(Ottawa) La décision du gouvernement libéral fédéral d’acheter un système de missiles sol-air pour le donner ensuite à l’Ukraine soulève des questions sur les raisons pour lesquelles un tel armement n’est pas offert aussi à l’Armée canadienne.

L’« armée de terre » est sans armes spécifiques pour défendre les soldats canadiens contre les aéronefs, les roquettes et les drones ennemis depuis que la dernière de ses armes antiaériennes a été retirée de l’arsenal en 2012. Les efforts pour en acquérir de nouvelles sont restés dans les limbes pendant des années.

Plusieurs commandants de l’armée ont décrit le manque de telles armes comme une lacune majeure, y compris le chef d’état-major actuel, le général Wayne Eyre, lorsqu’il était en 2019 à la tête de l’Armée canadienne — l’« armée de terre ».

En décembre dernier, M. Eyre déclarait encore que la restauration de la défense antiaérienne était l’une de ses principales priorités.

Un porte-parole de la ministre de la Défense, Anita Anand, expliquait mardi que la fourniture à l’Ukraine d’un système de missiles sol-air de fabrication américaine, au prix de 406 millions pièce, aiderait ce pays à se protéger des attaques aériennes contre les villes, les infrastructures et les sites militaires.

« L’invasion illégale et injustifiable de l’Ukraine par la Russie constitue également une attaque contre les règles internationales qui nous protègent tous, a écrit Daniel Minden dans un courriel. En d’autres termes, la sécurité de l’Ukraine est la sécurité de l’Europe et la sécurité du monde — y compris celle du Canada. »

« Pourquoi pas nous ? »

La décision d’acheter un système de missiles sol-air pour l’Ukraine a été saluée par d’anciens officiers militaires interrogés par La Presse Canadienne. Mais ces officiers à la retraite se sont également demandé pourquoi le gouvernement canadien ne faisait pas la même chose pour sa propre armée.

L’ancien député libéral Andrew Leslie, qui avait été auparavant commandant de l’Armée canadienne, a par exemple déclaré qu’il s’était d’abord réjoui d’apprendre que son gouvernement donnait un système air-sol à l’Ukraine. Mais il s’est aussitôt demandé : « Pourquoi diable ne l’achetez-vous pas aussi pour le Canada ? ».

Le besoin de défense antiaérienne est particulièrement pertinent maintenant que l’armée canadienne se prépare à déployer plus de soldats et d’équipement en Lettonie, où le Canada dirige un groupement tactique de l’OTAN chargé de défendre l’Europe de l’Est contre la Russie.

Au cabinet de la ministre, M. Minden n’a pas expliqué pourquoi le Canada achetait ce qu’on appelle le « système national de missiles surface-air perfectionné » (NASAMS) pour l’armée ukrainienne, mais pas pour sa propre armée. Il a plutôt souligné un projet d’acquisition lancé par le gouvernement libéral en 2018 pour obtenir une variété de systèmes de défense antiaérienne.

Ce projet de « système de défense aérienne basé au sol », d’un milliard de dollars, devrait fournir une variété de capacités pour se défendre contre différentes menaces. Il n’est toutefois pas prévu de livrer quoi que ce soit à l’armée avant au moins 2027.

━━━━━━

- Court exercice A -
D'après le texte sur l'achat de missiles sol-air pour l'Ukraine, en quelle année la dernière arme antiaérienne de l'Armée canadienne a-t-elle été retirée de l'arsenal ?
Le texte et les enregistrements n'ont aucun lien entre eux.

Enregistrements tirés d'un jeu de données
━━━━━━

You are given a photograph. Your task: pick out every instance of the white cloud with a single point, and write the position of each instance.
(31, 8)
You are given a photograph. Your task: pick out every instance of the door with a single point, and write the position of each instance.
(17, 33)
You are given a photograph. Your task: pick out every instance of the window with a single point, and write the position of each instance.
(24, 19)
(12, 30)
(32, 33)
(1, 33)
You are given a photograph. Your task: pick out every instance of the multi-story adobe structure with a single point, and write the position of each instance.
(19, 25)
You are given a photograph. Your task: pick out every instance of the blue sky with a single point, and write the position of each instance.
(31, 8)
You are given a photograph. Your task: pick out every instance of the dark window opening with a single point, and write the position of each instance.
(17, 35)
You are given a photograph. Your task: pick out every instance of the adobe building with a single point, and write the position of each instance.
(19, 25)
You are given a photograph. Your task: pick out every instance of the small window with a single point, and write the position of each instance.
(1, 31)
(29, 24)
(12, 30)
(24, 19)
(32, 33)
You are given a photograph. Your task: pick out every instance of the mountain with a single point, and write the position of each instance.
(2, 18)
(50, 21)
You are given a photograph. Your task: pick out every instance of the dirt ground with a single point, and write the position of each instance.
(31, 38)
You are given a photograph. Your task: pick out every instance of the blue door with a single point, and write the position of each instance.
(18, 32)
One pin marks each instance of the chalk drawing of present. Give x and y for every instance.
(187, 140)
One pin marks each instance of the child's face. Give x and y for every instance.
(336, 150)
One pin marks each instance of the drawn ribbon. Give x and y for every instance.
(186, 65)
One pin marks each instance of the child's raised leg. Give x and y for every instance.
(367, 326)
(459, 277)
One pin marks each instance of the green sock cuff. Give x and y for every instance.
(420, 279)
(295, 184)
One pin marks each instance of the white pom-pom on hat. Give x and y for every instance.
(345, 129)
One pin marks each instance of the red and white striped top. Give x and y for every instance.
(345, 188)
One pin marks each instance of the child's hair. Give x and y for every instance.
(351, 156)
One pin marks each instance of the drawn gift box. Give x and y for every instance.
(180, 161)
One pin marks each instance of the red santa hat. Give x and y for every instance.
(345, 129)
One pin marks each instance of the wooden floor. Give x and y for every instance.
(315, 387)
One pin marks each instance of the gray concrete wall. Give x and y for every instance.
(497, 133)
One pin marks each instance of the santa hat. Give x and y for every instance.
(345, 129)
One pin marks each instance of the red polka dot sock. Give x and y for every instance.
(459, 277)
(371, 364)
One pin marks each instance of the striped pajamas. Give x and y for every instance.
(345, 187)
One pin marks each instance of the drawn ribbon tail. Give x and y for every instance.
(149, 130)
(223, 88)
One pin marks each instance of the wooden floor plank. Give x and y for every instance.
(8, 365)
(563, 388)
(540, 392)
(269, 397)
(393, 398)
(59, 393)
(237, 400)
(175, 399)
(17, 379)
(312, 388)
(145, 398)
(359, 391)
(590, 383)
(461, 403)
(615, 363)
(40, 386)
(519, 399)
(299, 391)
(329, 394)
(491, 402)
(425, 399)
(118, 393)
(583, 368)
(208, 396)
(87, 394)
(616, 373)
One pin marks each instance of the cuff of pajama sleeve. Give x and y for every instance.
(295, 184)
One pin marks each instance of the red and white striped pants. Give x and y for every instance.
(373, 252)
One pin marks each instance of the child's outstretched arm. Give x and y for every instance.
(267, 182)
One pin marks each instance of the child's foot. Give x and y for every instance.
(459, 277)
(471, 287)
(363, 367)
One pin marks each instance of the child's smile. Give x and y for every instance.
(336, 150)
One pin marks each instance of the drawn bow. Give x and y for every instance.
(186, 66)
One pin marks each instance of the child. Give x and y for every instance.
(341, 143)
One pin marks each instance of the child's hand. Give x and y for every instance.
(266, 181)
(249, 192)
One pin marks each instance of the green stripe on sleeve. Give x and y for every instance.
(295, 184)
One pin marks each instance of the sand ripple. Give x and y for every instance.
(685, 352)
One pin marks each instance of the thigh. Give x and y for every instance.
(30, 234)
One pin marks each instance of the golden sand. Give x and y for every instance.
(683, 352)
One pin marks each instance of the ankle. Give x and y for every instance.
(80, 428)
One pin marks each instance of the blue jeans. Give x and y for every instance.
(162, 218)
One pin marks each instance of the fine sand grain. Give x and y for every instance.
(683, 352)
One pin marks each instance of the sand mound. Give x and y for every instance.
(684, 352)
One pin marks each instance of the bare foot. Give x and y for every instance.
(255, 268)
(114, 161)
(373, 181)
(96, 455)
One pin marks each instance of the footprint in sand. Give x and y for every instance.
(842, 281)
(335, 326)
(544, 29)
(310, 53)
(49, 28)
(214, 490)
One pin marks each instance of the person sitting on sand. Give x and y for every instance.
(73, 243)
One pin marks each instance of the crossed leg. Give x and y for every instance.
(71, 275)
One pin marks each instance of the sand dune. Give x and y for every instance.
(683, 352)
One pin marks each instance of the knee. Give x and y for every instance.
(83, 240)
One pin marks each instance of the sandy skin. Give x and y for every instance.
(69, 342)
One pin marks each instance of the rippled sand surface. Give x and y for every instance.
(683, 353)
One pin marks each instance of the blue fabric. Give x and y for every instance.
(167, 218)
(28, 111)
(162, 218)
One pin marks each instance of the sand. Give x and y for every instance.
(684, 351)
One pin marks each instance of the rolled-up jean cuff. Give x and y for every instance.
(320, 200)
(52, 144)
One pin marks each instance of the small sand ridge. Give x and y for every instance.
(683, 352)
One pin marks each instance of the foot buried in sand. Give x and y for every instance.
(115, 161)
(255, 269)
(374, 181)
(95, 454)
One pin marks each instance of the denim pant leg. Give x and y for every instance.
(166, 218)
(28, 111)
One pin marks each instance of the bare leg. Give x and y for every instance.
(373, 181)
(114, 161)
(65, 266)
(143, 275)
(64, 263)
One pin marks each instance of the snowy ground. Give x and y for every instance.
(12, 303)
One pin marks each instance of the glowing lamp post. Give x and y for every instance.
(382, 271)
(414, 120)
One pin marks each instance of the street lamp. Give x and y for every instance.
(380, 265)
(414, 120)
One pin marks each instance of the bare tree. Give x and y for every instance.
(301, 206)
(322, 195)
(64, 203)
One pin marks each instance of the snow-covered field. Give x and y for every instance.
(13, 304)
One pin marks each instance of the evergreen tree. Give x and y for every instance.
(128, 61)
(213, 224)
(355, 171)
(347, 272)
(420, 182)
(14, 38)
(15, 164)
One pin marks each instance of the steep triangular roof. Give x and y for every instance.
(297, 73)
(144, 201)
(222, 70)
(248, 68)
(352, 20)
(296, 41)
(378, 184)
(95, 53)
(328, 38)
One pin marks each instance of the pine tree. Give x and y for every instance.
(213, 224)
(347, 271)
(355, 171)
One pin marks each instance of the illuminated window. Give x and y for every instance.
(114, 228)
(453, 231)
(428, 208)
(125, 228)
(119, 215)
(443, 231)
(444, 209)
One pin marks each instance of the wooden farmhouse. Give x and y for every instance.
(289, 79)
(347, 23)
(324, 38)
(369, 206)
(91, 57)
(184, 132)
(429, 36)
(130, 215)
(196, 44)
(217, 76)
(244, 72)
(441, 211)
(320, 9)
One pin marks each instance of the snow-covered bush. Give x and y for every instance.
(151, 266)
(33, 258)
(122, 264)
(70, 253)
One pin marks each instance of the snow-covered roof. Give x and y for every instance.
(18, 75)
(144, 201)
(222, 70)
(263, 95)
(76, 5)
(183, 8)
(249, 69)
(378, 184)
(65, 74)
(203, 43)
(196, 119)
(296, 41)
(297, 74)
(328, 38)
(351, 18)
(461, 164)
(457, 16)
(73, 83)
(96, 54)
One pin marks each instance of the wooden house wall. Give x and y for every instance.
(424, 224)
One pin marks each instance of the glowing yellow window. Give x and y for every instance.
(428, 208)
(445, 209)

━━━━━━

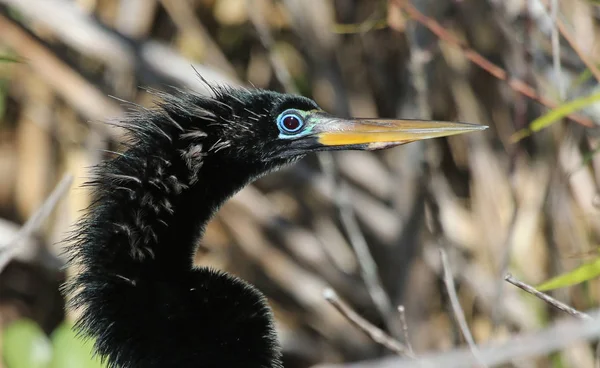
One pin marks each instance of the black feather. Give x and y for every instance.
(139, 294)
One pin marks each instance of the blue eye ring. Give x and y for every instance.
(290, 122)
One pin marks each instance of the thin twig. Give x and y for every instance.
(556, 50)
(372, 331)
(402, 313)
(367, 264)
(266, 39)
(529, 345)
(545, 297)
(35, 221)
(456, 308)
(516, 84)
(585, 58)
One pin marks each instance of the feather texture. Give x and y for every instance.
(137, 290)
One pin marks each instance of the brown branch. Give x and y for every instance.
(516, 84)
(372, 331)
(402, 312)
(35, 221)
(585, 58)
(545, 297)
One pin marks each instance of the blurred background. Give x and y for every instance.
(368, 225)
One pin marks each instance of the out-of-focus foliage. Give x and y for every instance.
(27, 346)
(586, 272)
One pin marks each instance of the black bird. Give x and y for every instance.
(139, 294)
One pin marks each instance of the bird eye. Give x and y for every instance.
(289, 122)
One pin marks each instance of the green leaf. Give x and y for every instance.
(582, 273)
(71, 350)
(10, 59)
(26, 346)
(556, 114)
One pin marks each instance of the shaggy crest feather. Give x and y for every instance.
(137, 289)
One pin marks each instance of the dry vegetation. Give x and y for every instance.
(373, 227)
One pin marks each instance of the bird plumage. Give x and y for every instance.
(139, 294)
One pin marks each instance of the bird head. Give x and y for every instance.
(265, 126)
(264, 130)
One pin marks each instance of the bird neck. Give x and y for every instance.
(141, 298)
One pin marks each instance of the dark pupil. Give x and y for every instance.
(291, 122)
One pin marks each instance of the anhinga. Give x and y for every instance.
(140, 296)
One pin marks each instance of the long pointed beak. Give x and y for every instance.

━━━━━━

- Court exercice B -
Comptez les lignes des enregistrements qui contiennent le mot « sleeve » et indiquez uniquement ce nombre.

- Bonne réponse A -
En 2012.

- Bonne réponse B -
2